▶ _Set task_: Repeat each entry in full, exactly.

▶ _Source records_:
● ● ● ● ●

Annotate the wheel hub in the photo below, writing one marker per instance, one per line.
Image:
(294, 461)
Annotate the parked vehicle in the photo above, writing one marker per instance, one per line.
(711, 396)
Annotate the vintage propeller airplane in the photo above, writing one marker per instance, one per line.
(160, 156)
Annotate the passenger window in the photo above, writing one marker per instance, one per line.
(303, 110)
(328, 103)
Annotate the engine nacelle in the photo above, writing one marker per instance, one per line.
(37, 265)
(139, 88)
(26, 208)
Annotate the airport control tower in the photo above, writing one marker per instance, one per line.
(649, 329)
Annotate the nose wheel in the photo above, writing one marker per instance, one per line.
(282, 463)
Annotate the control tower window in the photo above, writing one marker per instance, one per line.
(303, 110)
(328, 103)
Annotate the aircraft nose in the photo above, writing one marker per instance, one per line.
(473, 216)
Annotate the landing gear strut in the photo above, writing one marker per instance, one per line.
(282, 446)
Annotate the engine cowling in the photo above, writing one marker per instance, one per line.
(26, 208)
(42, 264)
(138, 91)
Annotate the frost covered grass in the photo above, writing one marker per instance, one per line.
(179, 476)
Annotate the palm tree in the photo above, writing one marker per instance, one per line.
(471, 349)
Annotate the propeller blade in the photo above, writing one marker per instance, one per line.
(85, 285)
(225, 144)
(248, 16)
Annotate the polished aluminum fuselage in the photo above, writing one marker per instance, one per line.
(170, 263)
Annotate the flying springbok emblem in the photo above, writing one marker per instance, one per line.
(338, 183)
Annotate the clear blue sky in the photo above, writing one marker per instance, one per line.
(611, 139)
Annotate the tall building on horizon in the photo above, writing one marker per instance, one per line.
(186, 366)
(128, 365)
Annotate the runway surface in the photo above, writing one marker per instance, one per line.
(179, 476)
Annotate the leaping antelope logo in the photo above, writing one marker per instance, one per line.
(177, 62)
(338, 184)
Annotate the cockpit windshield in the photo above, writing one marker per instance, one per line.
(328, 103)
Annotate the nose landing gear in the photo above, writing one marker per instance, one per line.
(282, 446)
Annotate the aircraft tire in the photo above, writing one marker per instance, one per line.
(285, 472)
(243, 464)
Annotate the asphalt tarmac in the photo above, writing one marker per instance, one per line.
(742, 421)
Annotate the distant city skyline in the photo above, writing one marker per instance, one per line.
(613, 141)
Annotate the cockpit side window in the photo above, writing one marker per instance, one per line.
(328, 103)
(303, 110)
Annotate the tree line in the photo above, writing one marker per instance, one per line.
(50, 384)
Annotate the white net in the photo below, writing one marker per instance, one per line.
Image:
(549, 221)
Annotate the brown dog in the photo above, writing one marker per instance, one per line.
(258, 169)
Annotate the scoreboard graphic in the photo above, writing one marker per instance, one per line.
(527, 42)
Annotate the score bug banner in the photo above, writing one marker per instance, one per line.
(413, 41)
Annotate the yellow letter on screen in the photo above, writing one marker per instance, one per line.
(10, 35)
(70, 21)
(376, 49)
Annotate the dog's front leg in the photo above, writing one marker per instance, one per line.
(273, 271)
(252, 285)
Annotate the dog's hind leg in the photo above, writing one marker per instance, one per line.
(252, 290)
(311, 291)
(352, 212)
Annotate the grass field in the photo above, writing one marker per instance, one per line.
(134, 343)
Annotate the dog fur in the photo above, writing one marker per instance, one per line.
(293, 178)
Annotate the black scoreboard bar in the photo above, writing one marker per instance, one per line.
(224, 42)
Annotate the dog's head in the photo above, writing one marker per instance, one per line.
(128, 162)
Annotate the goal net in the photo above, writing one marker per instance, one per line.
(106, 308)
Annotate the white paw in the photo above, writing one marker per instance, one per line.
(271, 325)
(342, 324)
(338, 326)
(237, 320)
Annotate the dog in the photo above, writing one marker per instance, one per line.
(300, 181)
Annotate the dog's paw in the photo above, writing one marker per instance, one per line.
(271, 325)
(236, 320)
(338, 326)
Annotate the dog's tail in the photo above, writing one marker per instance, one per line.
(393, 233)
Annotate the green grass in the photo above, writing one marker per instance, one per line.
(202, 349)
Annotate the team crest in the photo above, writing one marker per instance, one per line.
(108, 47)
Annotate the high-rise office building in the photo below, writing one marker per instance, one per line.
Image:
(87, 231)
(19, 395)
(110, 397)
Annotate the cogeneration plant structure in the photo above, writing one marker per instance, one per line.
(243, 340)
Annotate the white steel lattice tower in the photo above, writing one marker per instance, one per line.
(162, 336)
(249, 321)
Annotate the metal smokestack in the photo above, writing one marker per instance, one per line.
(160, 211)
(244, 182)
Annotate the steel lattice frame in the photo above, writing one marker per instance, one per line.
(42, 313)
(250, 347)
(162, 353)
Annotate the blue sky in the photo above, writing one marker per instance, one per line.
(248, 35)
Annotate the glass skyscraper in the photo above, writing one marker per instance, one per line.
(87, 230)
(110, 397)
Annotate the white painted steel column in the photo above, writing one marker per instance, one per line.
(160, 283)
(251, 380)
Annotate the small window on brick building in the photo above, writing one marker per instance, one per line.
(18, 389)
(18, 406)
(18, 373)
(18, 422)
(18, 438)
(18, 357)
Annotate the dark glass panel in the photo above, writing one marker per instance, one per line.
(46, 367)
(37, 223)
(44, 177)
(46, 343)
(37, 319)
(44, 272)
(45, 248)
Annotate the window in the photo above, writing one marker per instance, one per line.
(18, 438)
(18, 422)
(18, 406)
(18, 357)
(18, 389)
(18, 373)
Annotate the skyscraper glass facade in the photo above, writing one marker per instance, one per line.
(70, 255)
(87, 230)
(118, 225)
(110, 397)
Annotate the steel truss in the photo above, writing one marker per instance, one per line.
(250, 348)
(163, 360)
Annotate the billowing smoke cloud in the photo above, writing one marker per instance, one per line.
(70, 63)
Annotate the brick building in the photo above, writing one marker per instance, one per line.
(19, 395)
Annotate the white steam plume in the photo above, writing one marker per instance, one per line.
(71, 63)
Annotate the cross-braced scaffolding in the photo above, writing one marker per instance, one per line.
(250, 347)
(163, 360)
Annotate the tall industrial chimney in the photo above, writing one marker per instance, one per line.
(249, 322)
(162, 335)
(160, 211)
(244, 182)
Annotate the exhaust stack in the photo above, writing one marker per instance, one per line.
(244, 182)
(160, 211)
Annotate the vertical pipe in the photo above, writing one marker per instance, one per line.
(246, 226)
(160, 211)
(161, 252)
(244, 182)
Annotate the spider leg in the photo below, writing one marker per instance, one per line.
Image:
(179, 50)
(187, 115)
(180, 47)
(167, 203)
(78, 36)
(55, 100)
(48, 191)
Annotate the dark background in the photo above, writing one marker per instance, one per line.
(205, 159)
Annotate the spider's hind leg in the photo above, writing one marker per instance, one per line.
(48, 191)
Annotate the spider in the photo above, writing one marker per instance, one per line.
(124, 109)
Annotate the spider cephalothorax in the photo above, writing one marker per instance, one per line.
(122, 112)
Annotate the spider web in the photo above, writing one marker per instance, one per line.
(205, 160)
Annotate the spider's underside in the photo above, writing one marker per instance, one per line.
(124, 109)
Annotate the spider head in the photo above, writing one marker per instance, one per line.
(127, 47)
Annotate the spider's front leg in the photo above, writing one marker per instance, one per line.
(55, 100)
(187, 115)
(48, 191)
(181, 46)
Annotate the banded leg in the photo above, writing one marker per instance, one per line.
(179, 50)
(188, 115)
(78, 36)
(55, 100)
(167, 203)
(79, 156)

● ● ● ● ●

▶ _Response_:
Annotate the wheel hub in the photo below, writing one marker per instance, one per line.
Image:
(294, 461)
Annotate the parked vehicle in the photo above, writing one marker per instance, one per line.
(711, 396)
Annotate the vintage propeller airplane in the photo above, writing one marker per instance, one per line.
(160, 156)
Annotate the passenger window in the photo above, writing one marker per instance, one per line.
(303, 110)
(328, 103)
Annotate the engine nacelle in the photo above, writing one marker per instance, one per line.
(37, 265)
(139, 88)
(26, 208)
Annotate the airport control tower in the photo above, writing one marker per instance, one per line.
(649, 329)
Annotate the nose wheel in the photo above, writing one marker per instance, one per line.
(282, 463)
Annotate the control tower window in the photo above, writing one marker per instance, one per line.
(303, 110)
(328, 103)
Annotate the aircraft nose in the photo above, writing one marker per instance, one per line.
(473, 216)
Annotate the landing gear strut in the photo above, writing one marker per instance, one per line.
(282, 446)
Annotate the engine cowling in the photo above, writing one marker per instance, one per line.
(26, 208)
(42, 264)
(138, 91)
Annotate the frost covered grass in the photo above, writing one marker per instance, one per line.
(179, 476)
Annotate the palm tree in the photo above, writing one marker per instance, one per line.
(471, 349)
Annotate the propeller blade in the photo above, writing one marker per instance, one per line.
(85, 285)
(225, 144)
(248, 16)
Annotate the polished aluminum fuselage in the photo above, writing one marker per instance, one per line.
(170, 263)
Annotate the flying springbok emblem in the photo above, writing one marker per instance, one per line.
(338, 183)
Annotate the clear blue sky in the photo above, writing one marker per instance, one per line.
(611, 139)
Annotate the tall building on horizon in the photo above, writing one marker per instance, one per line.
(186, 366)
(128, 365)
Annotate the runway surface in the photo above, writing one marker per instance, one per line.
(179, 476)
Annotate the leaping antelope logo in the photo above, writing one marker per instance, one per line.
(177, 62)
(338, 184)
Annotate the cockpit windshield in the photo above, writing one marker per instance, one per line.
(328, 103)
Annotate the nose landing gear in the photo above, writing one marker per instance, one per line.
(282, 446)
Annotate the aircraft tire in the photo above, writing one marker per instance, one per line.
(285, 472)
(243, 464)
Annotate the asphalt tarmac in the photo above, writing one marker per instance, one per line.
(742, 421)
Annotate the distant city skyline in the photo above, writing one marker per instance, one per line.
(613, 141)
Annotate the cockpit side window in the photo above, writing one marker per instance, one per line.
(328, 103)
(303, 110)
Annotate the tree line in the photo above, writing one marker per instance, one per line.
(50, 384)
Annotate the white net in the photo below, writing one marker per instance, one per line.
Image:
(549, 221)
Annotate the brown dog in the photo above, writing one marker per instance, one per line.
(258, 169)
Annotate the scoreboard graphic in the photo above, writing one marker per instance, one per line.
(527, 42)
Annotate the score bug banner in the photo above, writing one marker per instance, one per line.
(413, 41)
Annotate the yellow letter on screen in the photo above, writing one marker per instance, one per line.
(10, 35)
(70, 21)
(376, 49)
Annotate the dog's front leg in the photo above, writing one marker per instance, one per line.
(273, 271)
(252, 285)
Annotate the dog's hind leg in the photo above, writing one marker per instance, one per line.
(252, 290)
(311, 291)
(352, 212)
Annotate the grass field in the photo above, writing one marker per instance, one per line.
(134, 343)
Annotate the dog fur in the photo above, writing one marker per instance, one per line.
(293, 178)
Annotate the black scoreboard bar in the photo above, writing one marker per instance, one per line.
(224, 42)
Annotate the dog's head in the photo above, writing one marker per instance, one per line.
(128, 162)
Annotate the goal net in the photo above, writing one marker per instance, one per line.
(106, 308)
Annotate the white paw in the photo above, writing one marker per instance, one per line.
(271, 325)
(342, 324)
(338, 326)
(237, 320)
Annotate the dog in the photo above, writing one marker per instance, one per line.
(300, 181)
Annotate the dog's paw in the photo above, writing one marker per instance, one per line.
(271, 325)
(236, 320)
(338, 326)
Annotate the dog's tail in the photo above, writing one marker per instance, one per line.
(393, 233)
Annotate the green grass in the photo above, writing one marker per instance, one per line.
(202, 349)
Annotate the team crest in the photo above, writing one marker per instance, one per line.
(108, 47)
Annotate the high-rise office building in the photo below, writing one marker per instance, one per line.
Image:
(87, 231)
(19, 395)
(110, 397)
Annotate the cogeneration plant structure in the photo above, writing one marker per instance, one per line.
(243, 340)
Annotate the white steel lattice tower in the photo above, writing one marker per instance, one per line.
(162, 336)
(249, 321)
Annotate the metal smokestack in the photo above, writing one marker per instance, one per line.
(160, 211)
(244, 182)
Annotate the steel lattice frame in the photo above, writing one marker per instance, one per line.
(42, 313)
(250, 347)
(162, 353)
Annotate the blue sky in the photo above, writing one marker per instance, one per line.
(248, 35)
Annotate the glass skyscraper in the photo above, writing one marker per instance, one per line.
(87, 230)
(110, 397)
Annotate the white painted steel column in the photo above, writing one marker per instance, one per line.
(160, 283)
(251, 380)
Annotate the small window on brick building in the photo above, writing one marker per instance, one per line.
(18, 389)
(18, 406)
(18, 373)
(18, 422)
(18, 438)
(18, 357)
Annotate the dark glass panel in the photo above, writing one marker per instance, one per line.
(46, 367)
(37, 223)
(44, 177)
(46, 343)
(37, 319)
(44, 272)
(45, 248)
Annotate the window in the photo above, writing one marker per instance, one per line.
(18, 438)
(18, 422)
(18, 406)
(18, 357)
(18, 389)
(18, 373)
Annotate the skyscraper glass facade in the photo above, writing one marker per instance, one per line.
(70, 255)
(87, 230)
(118, 225)
(110, 397)
Annotate the steel truss in the photo above, writing one marker per instance, one per line.
(250, 348)
(163, 360)
Annotate the billowing smoke cloud in the photo above, writing one marker per instance, one per line.
(70, 63)
Annotate the brick building in the photo above, writing one marker per instance, one per line.
(19, 395)
Annotate the white steam plume in the photo above, writing one marker per instance, one per line.
(71, 63)
Annotate the cross-braced scaffolding in the photo above, writing one marker per instance, one per line.
(250, 347)
(163, 360)
Annotate the tall industrial chimney in the photo above, writing one marker per instance, one per line.
(249, 322)
(162, 335)
(160, 211)
(244, 182)
Annotate the exhaust stack in the photo above, writing one marker per instance, one per line.
(244, 182)
(160, 211)
Annotate the vertical pipe in the photo above, writing one marker per instance, one per line.
(246, 226)
(160, 211)
(161, 252)
(244, 182)
Annotate the spider leg in the photo below, writing one marker per instance, one per line.
Image:
(179, 50)
(187, 115)
(180, 47)
(167, 203)
(78, 36)
(55, 100)
(48, 191)
Annotate the dark background in the photo above, writing one marker per instance, one per line.
(205, 159)
Annotate the spider's hind leg in the photo above, writing one marker per instance, one per line.
(48, 191)
Annotate the spider in the photo above, writing one marker per instance, one per line.
(124, 109)
Annotate the spider cephalothorax in the photo above, writing one marker per instance, one per line.
(122, 112)
Annotate the spider web in the photo above, writing one marker per instance, one per line.
(205, 160)
Annotate the spider's underside in the photo above, writing one marker per instance, one per line.
(124, 109)
Annotate the spider head in the photo above, writing one marker per instance, one per line.
(127, 47)
Annotate the spider's front leg in the photo above, writing one marker per instance, one per line.
(55, 100)
(187, 115)
(48, 191)
(181, 46)
Annotate the banded leg in the photo above, writing one marker per instance, one per line.
(179, 50)
(188, 115)
(78, 36)
(55, 100)
(167, 203)
(79, 156)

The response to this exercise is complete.